- YOUR INSTRUCTIONS: Which lines below contain the word "covered"? Copy each of them.

[Records from a data collection]

= = =

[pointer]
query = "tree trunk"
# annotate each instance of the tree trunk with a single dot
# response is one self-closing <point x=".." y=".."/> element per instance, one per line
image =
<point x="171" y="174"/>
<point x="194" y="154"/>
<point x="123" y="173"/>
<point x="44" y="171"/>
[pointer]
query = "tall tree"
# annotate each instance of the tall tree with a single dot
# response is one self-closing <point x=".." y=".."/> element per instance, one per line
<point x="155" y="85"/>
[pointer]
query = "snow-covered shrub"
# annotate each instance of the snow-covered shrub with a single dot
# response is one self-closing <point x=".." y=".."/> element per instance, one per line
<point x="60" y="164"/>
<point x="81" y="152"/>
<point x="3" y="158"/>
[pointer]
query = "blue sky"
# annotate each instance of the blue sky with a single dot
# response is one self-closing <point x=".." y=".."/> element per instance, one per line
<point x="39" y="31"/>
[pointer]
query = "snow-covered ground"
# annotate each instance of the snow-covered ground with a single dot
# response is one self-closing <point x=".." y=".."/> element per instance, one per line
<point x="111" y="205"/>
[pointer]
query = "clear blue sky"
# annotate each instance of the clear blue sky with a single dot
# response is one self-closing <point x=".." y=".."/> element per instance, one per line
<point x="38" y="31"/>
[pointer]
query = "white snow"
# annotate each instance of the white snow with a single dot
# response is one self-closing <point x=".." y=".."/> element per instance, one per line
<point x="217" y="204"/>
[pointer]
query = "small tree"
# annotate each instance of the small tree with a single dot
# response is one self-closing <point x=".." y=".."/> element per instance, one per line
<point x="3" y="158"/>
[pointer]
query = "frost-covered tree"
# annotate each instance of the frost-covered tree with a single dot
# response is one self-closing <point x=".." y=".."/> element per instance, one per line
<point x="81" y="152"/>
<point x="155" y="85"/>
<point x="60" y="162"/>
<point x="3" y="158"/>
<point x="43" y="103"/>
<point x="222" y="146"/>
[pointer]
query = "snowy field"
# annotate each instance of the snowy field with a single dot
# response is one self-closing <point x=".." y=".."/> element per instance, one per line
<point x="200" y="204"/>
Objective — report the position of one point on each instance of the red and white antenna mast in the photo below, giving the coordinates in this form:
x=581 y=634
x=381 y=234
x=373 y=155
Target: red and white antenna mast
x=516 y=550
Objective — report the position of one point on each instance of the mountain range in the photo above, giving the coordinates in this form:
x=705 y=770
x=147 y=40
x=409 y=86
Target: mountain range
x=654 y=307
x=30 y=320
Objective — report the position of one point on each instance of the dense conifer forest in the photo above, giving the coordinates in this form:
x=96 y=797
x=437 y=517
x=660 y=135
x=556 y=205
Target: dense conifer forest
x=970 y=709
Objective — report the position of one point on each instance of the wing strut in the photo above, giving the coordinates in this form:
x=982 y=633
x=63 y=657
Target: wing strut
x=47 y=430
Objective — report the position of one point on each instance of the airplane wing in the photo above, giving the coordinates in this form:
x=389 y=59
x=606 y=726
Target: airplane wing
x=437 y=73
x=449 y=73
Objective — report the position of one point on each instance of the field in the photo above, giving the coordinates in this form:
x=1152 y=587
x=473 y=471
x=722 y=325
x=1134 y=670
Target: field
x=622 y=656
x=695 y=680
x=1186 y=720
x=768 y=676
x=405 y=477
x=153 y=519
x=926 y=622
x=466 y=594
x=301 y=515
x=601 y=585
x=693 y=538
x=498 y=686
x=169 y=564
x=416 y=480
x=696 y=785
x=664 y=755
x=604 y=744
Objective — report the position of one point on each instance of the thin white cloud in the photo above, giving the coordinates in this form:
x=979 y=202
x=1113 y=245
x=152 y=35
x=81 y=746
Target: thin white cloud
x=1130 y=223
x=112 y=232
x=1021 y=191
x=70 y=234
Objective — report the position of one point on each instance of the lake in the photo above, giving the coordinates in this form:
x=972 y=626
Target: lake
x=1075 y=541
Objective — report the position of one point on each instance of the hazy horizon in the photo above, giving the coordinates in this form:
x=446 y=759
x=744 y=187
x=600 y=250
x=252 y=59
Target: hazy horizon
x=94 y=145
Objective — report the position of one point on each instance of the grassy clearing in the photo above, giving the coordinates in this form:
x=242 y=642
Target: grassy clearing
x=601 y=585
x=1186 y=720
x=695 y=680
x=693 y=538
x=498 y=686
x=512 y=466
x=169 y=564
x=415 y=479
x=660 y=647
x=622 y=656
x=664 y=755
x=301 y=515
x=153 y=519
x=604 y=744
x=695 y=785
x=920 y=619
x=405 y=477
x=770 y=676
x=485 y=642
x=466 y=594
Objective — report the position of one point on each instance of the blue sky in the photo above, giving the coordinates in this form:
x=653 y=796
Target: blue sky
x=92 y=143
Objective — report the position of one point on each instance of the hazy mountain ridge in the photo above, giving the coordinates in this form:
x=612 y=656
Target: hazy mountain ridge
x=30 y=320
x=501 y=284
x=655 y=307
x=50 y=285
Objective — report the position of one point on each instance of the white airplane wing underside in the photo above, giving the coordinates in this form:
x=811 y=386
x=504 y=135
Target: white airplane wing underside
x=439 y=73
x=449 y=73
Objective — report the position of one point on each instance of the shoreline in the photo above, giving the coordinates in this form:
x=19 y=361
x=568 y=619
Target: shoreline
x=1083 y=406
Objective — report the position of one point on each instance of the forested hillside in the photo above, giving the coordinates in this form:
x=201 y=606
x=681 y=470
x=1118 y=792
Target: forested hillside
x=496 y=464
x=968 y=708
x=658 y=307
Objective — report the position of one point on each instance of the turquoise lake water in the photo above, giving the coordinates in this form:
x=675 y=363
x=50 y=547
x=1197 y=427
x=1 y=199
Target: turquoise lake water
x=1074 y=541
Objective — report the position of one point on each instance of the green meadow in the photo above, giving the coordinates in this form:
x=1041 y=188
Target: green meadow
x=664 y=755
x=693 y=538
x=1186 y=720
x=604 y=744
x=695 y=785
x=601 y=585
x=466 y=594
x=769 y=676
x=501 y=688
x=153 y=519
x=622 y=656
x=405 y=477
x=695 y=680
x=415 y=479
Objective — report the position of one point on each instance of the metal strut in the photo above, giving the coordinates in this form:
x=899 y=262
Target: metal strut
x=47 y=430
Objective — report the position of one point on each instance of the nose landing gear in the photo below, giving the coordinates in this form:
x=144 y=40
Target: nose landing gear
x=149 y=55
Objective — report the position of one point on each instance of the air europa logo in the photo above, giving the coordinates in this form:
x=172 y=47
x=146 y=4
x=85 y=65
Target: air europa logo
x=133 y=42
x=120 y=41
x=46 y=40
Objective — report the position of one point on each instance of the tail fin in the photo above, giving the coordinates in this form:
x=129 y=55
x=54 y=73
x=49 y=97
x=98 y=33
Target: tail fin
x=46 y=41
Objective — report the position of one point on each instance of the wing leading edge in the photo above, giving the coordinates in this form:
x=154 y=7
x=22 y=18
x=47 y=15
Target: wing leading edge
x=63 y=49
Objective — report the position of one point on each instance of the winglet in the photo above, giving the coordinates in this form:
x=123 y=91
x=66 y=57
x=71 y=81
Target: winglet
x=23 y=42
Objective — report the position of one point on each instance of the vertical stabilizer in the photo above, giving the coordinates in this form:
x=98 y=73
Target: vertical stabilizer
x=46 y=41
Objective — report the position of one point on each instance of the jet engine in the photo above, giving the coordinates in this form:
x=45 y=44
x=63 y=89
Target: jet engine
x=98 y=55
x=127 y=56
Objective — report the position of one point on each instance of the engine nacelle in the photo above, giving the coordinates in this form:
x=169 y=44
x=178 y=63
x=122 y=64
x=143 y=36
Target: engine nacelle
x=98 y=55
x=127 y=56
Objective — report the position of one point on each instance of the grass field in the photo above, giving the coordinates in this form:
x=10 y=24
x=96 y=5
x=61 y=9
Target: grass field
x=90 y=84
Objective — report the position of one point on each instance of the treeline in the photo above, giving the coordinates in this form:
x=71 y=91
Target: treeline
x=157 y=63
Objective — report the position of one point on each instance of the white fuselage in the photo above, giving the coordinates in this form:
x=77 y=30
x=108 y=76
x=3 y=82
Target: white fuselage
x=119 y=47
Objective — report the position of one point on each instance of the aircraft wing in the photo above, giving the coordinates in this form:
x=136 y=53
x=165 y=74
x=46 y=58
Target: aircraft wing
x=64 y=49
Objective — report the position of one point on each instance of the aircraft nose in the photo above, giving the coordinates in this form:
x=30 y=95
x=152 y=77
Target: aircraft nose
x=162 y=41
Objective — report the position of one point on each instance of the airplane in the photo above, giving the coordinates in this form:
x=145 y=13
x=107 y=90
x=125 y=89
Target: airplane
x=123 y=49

= = =

- OUTPUT OF THE EXERCISE:
query = "snow-covered shrub"
# annotate each instance of the snow-covered shrub with a single dot
query = "snow-covered ground"
# annotate each instance of the snow-covered ground with a single dot
query = "frost-covered tree"
# annotate each instance of the frost-covered tree with a single dot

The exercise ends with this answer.